Directions: Quote the lines from the line holding "Can you see the reed" to the very end of the listing, exactly, and no others.

(Object pointing dataset rows)
________________________

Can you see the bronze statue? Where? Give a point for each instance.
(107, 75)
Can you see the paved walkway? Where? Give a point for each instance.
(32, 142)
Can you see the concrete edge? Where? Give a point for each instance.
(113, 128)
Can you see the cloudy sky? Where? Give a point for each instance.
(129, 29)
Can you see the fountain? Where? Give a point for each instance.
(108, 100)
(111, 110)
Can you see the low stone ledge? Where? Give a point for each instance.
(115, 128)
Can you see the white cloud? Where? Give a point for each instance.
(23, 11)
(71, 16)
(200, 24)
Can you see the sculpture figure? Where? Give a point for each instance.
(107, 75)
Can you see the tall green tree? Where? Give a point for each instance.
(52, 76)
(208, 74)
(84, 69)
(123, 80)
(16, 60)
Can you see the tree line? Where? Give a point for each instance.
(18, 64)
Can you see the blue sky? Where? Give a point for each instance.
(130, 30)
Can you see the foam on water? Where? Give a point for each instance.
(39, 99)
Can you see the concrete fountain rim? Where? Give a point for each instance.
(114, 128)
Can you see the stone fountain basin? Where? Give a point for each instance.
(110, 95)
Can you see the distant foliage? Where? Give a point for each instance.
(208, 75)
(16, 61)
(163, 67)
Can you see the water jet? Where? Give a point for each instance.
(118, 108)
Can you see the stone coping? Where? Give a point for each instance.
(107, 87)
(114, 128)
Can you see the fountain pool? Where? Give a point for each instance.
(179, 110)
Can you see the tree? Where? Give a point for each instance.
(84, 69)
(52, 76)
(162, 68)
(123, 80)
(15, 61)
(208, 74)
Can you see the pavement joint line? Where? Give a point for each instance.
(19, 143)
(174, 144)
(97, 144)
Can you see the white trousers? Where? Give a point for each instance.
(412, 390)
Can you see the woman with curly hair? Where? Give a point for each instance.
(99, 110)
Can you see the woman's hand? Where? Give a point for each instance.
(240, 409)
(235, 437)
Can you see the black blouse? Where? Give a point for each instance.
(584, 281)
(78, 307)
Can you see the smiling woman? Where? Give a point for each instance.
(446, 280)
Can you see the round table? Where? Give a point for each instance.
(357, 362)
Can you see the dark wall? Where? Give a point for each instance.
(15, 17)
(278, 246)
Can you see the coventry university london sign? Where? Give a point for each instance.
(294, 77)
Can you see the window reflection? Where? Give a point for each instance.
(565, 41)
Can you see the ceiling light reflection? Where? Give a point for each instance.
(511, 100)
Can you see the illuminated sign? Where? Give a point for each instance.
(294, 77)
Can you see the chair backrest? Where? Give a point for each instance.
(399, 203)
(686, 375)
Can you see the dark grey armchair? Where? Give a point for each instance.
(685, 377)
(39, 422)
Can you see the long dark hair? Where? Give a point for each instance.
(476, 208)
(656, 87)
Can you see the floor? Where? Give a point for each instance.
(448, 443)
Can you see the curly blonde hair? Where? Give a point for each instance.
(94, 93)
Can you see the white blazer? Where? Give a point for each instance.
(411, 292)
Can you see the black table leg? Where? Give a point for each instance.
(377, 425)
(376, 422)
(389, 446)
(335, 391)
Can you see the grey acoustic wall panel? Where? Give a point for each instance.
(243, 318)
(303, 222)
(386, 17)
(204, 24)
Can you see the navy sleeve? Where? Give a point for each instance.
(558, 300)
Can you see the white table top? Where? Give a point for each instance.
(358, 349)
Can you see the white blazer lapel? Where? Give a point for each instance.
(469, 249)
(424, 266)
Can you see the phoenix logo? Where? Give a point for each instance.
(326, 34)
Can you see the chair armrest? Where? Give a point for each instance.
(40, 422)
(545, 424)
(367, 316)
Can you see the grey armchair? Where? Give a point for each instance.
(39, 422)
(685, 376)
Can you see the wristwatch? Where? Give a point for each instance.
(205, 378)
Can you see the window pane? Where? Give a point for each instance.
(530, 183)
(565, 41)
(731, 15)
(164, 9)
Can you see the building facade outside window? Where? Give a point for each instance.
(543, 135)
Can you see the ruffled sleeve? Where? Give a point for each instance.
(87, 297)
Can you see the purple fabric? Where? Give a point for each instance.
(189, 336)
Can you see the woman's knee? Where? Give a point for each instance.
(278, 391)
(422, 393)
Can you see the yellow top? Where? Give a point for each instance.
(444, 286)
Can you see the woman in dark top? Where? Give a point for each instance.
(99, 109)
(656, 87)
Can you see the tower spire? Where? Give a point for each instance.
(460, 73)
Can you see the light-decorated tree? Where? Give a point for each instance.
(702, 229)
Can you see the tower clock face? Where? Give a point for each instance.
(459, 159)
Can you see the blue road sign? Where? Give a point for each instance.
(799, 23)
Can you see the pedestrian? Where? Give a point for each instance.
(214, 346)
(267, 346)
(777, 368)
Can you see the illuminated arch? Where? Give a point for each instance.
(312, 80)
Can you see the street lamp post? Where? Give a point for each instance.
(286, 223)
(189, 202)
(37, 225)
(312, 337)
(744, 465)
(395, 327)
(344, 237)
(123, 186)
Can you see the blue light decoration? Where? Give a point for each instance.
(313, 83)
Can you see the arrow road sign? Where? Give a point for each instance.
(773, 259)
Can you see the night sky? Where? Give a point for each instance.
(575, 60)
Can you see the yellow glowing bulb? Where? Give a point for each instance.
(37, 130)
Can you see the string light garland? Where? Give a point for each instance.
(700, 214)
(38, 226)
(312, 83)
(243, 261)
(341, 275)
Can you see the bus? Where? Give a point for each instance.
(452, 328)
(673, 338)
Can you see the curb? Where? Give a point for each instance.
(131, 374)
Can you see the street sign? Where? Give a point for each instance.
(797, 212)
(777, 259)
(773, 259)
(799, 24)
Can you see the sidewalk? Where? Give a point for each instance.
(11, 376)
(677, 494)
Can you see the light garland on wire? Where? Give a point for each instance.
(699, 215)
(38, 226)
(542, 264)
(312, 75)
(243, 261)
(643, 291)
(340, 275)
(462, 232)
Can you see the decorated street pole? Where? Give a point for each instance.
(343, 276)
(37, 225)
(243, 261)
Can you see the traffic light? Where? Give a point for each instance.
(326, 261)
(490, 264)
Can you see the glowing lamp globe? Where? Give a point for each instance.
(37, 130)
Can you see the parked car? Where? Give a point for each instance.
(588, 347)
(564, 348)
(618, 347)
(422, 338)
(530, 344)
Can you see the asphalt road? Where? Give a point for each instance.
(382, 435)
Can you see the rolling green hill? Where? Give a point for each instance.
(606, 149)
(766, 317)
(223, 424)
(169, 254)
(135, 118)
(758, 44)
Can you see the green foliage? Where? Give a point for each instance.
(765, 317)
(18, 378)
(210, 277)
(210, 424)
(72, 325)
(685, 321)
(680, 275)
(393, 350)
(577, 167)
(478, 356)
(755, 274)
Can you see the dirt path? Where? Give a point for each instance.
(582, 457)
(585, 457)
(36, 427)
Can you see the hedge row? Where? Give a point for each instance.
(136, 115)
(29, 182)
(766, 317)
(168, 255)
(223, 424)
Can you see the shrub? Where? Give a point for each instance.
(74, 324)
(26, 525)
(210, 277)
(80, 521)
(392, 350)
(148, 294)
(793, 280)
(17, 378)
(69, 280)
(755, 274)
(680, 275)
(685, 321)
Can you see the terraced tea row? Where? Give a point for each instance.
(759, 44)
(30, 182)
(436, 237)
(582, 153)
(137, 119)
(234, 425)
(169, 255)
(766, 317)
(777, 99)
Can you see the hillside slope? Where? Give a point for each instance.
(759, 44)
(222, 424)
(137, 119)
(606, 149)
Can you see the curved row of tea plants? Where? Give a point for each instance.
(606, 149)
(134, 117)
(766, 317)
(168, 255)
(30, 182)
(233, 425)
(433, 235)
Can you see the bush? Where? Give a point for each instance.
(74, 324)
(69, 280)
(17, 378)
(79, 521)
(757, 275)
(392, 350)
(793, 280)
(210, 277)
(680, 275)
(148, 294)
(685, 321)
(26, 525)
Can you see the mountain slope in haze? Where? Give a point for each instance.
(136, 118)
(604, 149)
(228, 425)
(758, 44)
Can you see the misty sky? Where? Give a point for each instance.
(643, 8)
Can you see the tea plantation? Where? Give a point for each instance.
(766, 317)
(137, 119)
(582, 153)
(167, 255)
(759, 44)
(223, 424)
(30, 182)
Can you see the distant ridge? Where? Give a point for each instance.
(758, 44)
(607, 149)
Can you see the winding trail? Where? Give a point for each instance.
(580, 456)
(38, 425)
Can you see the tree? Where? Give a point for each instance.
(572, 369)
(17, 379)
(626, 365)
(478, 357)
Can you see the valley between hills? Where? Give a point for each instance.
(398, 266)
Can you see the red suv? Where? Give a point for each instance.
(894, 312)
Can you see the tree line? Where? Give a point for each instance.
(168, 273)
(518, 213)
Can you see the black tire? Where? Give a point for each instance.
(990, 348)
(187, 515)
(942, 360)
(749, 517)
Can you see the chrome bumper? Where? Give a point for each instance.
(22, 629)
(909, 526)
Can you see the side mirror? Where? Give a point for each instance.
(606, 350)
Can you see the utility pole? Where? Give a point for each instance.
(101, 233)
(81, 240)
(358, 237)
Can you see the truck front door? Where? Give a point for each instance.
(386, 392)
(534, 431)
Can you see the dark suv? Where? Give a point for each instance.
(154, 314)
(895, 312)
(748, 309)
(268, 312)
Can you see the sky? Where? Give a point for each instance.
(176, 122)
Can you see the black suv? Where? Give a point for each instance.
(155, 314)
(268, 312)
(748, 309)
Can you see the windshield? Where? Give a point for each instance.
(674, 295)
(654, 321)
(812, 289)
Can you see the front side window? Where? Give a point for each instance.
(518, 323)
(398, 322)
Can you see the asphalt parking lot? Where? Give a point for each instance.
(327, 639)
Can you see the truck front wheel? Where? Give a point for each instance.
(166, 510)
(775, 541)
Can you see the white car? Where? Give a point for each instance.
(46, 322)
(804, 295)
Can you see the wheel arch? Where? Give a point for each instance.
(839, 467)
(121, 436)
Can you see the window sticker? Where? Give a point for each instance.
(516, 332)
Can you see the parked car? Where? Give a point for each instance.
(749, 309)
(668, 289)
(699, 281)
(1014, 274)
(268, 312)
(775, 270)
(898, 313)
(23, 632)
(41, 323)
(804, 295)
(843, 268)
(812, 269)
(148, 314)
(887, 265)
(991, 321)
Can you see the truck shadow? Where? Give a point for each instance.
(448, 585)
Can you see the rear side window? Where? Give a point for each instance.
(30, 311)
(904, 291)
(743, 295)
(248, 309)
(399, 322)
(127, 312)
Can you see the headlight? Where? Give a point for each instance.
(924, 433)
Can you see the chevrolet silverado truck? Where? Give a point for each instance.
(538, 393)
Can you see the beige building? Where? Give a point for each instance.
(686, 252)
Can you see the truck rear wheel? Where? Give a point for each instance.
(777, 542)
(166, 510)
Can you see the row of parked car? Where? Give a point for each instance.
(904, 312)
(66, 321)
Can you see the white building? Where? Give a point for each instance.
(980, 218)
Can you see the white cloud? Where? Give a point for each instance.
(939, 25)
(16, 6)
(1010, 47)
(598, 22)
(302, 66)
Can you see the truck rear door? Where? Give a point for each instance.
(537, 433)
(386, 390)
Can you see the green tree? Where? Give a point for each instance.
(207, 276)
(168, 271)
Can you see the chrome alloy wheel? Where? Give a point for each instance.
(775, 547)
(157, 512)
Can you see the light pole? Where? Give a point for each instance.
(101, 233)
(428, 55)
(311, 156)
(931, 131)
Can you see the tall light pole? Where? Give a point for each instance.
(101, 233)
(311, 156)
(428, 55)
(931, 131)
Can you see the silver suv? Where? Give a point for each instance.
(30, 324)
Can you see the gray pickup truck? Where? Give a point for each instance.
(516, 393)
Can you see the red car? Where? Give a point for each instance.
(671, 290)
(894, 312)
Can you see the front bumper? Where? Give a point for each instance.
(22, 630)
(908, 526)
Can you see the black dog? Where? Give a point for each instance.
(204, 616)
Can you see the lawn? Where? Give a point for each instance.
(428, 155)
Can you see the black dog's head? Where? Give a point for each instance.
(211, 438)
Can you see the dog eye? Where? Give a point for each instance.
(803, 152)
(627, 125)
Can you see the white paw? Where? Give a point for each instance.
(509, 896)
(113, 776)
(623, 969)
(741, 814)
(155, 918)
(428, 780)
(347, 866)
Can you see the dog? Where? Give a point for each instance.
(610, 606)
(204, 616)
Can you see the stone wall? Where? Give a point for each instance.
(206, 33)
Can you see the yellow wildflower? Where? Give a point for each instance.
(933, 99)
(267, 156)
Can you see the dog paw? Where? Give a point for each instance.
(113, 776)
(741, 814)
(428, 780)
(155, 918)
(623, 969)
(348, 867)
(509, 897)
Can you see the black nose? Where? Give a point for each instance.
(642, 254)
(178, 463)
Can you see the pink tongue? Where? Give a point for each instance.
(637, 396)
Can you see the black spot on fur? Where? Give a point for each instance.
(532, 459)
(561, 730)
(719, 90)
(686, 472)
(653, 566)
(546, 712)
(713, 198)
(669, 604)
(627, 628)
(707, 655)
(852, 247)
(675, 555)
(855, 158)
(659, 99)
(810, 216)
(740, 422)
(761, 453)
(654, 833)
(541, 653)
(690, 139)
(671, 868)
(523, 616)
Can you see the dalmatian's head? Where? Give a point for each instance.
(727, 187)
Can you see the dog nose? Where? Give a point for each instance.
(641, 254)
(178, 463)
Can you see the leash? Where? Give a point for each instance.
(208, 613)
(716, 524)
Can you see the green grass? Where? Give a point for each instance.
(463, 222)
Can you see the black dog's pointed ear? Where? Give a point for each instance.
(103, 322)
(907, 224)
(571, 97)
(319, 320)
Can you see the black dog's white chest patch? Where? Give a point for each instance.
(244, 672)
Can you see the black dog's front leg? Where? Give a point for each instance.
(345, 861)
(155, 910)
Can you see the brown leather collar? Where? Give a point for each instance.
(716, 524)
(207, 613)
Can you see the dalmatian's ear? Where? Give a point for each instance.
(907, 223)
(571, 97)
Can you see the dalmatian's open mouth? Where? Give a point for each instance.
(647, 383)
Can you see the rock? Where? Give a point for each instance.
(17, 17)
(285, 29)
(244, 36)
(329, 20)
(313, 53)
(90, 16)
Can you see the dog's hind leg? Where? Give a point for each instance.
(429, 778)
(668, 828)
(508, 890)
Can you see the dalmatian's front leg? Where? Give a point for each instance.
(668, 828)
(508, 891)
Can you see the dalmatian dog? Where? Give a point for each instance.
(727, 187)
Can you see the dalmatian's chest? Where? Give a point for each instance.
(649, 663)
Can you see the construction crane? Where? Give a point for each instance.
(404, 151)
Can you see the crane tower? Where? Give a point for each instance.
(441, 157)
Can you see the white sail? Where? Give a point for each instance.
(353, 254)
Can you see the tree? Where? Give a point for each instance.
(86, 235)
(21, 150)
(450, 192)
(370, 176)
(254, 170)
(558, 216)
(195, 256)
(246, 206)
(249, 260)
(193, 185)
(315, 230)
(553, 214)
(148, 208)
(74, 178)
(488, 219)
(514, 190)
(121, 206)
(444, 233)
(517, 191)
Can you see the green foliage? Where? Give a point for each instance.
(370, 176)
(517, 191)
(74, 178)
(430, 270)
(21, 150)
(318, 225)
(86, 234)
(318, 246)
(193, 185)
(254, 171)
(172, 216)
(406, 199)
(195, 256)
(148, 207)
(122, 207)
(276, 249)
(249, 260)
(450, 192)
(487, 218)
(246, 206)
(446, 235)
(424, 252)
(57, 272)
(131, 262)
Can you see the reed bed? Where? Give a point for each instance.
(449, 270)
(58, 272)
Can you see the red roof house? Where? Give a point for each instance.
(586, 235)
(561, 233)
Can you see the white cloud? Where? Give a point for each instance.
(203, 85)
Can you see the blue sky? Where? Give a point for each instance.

________________________

Exercise output:
Can you see the reed bed? Where? Give a point for each instance.
(449, 270)
(58, 272)
Can you see the red roof house? Where? Give a point for each instance.
(586, 235)
(561, 233)
Can you see the white cloud? Where? Give a point for each instance.
(203, 85)
Can you see the blue sky? Where? Give a point for each instance.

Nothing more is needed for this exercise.